= 과제 목표 =
아래 자료 전체를 한 줄씩 번호를 붙인 목록으로 바꿔 주세요. 빈 줄은 빼면 됩니다.

= 자료 목록 =
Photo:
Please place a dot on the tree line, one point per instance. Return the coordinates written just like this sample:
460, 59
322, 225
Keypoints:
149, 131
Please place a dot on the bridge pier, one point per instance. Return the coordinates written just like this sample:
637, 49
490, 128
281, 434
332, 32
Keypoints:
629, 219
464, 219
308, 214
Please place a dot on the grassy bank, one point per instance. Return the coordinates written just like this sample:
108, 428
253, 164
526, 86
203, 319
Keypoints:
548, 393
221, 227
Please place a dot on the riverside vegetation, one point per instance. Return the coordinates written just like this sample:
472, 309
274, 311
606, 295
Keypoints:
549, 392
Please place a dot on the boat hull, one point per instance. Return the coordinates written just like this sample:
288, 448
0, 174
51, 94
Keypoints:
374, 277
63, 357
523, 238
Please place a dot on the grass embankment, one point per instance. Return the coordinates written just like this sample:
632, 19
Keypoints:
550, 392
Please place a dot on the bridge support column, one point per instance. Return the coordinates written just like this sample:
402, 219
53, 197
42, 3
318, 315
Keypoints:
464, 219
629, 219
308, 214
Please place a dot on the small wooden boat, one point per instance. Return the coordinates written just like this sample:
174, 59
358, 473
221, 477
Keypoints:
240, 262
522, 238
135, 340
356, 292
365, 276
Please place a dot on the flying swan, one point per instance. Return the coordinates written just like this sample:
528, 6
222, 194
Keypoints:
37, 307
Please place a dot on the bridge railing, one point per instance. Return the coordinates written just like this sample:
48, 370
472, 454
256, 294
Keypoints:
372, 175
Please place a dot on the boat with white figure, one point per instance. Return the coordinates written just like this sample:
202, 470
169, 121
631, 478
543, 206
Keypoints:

= 모범 답안 =
1. Photo:
2. Please place a dot on the tree line, one point per instance. Return the coordinates written just like this sample:
3. 460, 59
4. 322, 225
5. Keypoints:
6. 149, 131
7. Please place a dot on the bridge pier, one point per instance. Return the coordinates written just like this sample:
8. 637, 49
9. 490, 128
10. 281, 434
11. 332, 32
12. Keypoints:
13. 629, 219
14. 464, 219
15. 308, 214
16. Please place a dot on the grassy bank, one point per instance. Return the coordinates written just like this sample:
17. 108, 428
18. 253, 164
19. 526, 86
20. 203, 319
21. Keypoints:
22. 548, 393
23. 221, 227
24. Please place a dot on the riverside vegetation, one point per instance. Return the coordinates written just like this sample:
25. 472, 309
26. 274, 311
27. 606, 295
28. Keypoints:
29. 549, 392
30. Please place a dot on the boat hull, one point per instance. Return the coordinates written just like this sample:
31. 288, 448
32. 0, 174
33. 51, 94
34. Keypoints:
35. 374, 277
36. 63, 357
37. 523, 238
38. Please place a dot on the grass embankment, one point per instance. Return the coordinates written just like this sample:
39. 632, 19
40. Keypoints:
41. 550, 392
42. Please place a dot on the bridge support column, one point per instance. Return the coordinates written just like this sample:
43. 402, 219
44. 53, 197
45. 42, 3
46. 318, 315
47. Keypoints:
48. 464, 219
49. 629, 219
50. 308, 214
51. Please place a dot on the small wooden boat, one point per instance. Return the coordinates written just like this sample:
52. 174, 59
53. 358, 473
54. 221, 477
55. Keypoints:
56. 240, 262
57. 522, 238
58. 135, 340
59. 356, 292
60. 365, 276
61. Please place a dot on the flying swan, one point per instance. Return the coordinates written just like this sample:
62. 528, 6
63. 222, 194
64. Keypoints:
65. 37, 307
66. Please place a dot on the bridge railing, one point per instance. Return the coordinates written just like this sample:
67. 48, 370
68. 472, 454
69. 256, 294
70. Keypoints:
71. 372, 175
72. Please place a dot on the boat with white figure, one point per instance. Return the coordinates written just like this sample:
73. 202, 470
74. 169, 121
75. 631, 478
76. 543, 206
77. Keypoints:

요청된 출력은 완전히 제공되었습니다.